A vontade de comer deveria vir apenas por fome. Por exemplo, quem acorda às 6 e meia da manhã, três horas depois está com fome e come uma fruta. Essa pessoa provavelmente vai almoçar ao meio-dia. Às 3 da tarde faz um lanche leve, janta às 6 da tarde e faz o último lanche às 10 da noite, no máximo. Horários controlados, quantidade de comida idem.
Porém, até mesmo essas pessoas regradas cometem exageros de vez em quando. Após um dia difícil no trabalho, uma briga com o (a) namorado (a), com familiares, pode surgir a imensa vontade de comer chocolate ou chupar sorvete. Após saciar o desejo, vem a sensação de bem-estar. Mas, quem possui equilíbrio emocional, sabe que tal comportamento não é produtivo. O indivíduo cai em si e sua razão volta a falar e dispara o alerta “não use a comida para camuflar seus problemas”.
Mas, e quem não possui equilíbrio emocional?Esse tipo de pessoa come por todos os motivos, menos por fome. Ela abre a geladeira o dia inteiro e pega tudo o que puder. Geralmente, os doces são os alvos dessa fúria alimentar, entretanto, o “confort food”, a comida que traz conforto também pode ser salgada. Uma travessa de batatas fritas dura menos que o episódio de um seriado. Barras de chocolate são devoradas em minutos. Potes de sorvete não duram menos que o tempo necessário para a leitura desse artigo.
Compulsão alimentar
Até os anos 50 os padrões comportamentais dos obesos eram ignorados. Após esse período, os estudiosos perceberam que eles eram depressivos, tinham transtorno de personalidade e de humor. As análises feitas com pessoas obesas levaram os psicólogos a desenvolverem os conceitos do Transtorno da Compulsão Alimentar Periódica (TCAP).
O TCAP está relacionado à obesidade, pois, não há métodos para a compensação do peso, como acontece na bulimia. O distúrbio atinge homens e mulheres, mas, os adolescentes que passam por transformações afetivas, sociais e corporais, onde a aparência física é importante fator de identidade pessoal e as mulheres entre 20 a 30 anos são as maiores vítimas da compulsão alimentar.

__Detalhes da tarefa__
Dê continuidade ao texto sobre compulsão alimentar, começando logo após a última frase apresentada.

__Dados de origem__
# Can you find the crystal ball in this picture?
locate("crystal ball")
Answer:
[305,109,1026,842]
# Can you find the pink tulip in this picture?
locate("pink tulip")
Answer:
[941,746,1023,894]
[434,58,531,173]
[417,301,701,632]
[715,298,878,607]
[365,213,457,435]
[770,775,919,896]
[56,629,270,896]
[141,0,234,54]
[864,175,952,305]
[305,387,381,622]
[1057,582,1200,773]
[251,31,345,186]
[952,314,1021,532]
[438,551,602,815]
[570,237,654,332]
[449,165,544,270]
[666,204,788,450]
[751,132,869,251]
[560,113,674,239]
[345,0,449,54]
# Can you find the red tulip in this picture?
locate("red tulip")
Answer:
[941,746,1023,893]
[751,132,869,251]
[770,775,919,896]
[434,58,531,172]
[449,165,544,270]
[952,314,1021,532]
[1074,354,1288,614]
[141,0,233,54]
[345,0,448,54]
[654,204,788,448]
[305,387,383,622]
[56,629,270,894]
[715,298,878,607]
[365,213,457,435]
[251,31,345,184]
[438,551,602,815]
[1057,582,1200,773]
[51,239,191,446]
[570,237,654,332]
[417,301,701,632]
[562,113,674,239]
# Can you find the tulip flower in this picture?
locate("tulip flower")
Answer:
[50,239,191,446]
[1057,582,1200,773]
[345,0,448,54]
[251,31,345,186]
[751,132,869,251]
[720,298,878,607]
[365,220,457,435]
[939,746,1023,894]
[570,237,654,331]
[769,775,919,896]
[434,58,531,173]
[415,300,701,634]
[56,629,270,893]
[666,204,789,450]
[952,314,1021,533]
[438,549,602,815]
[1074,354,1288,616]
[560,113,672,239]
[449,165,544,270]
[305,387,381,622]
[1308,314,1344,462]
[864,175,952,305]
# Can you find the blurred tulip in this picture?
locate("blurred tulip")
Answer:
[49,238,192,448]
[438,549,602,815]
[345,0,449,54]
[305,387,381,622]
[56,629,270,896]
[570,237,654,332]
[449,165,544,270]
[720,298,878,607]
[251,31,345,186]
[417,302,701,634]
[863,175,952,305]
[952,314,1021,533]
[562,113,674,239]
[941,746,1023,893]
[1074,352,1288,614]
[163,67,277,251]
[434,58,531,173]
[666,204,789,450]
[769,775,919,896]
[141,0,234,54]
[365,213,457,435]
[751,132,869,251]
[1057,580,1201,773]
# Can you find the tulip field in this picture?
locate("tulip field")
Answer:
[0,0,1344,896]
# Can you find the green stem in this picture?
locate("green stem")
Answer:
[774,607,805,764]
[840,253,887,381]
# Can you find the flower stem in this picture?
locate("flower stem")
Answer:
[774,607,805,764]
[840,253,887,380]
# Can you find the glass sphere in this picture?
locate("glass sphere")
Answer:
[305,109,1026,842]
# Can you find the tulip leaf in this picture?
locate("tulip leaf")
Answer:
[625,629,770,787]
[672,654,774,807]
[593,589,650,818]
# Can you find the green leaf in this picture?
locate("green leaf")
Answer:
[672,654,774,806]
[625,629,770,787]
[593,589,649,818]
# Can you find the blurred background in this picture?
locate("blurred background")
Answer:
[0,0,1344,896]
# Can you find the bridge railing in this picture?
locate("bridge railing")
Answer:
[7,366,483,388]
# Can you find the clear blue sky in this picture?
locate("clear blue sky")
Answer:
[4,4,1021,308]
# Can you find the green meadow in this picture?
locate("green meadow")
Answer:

__Resultado da tarefa__
Este transtorno é a grande ingestão de alimentos no período de duas horas. Durante o processo, a pessoa perde o controle sobre o que e quanto se come. Para ser caracterizado como compulsão alimentar, tal comportamento precisa acontecer no mínimo duas vezes por semana por seis meses, sem vomitar ou qualquer outra medida para evitar o ganho de peso.
Por que sentimos fome
- Quando o estômago está vazio, aumenta a produção do hormônio grelina;
- O hormônio avisa ao hipotálamo que precisamos comer, o corpo começa a sentir fome;
- Quando a comida chega ao estômago, a grelina diminui e sentimos menos fome;
- A comida digerida sai do estômago e chega ao intestino. Nele, o hormônio, GLP-1 é acionado, funcionando como uma espécie de freio para o cérebro cessar a fome.
Diferenças entre fome e compulsão
Fome
- O estômago ronca
- Fraqueza / tontura
- Cansaço / desânimo
- Mau humor
- Comemos qualquer alimento
Compulsão alimentar
- Ansiedade
- Desejo incontrolável por comida
- Queremos comer algo específico
- Comemos com os olhos
- Solidão / depressão
Causas da compulsão alimentar
Vários fatores estão ligados à compulsão alimentar. Geralmente, eles estão presentes em todos os casos.
- Estresse
Muito trabalho e prazos apertados, não conseguir realizar atividades escolares/acadêmicas. Qualquer situação que leve o indivíduo a sentir-se pressionado leva ao estresse. Nesses casos, a comida pode ser uma válvula de escape.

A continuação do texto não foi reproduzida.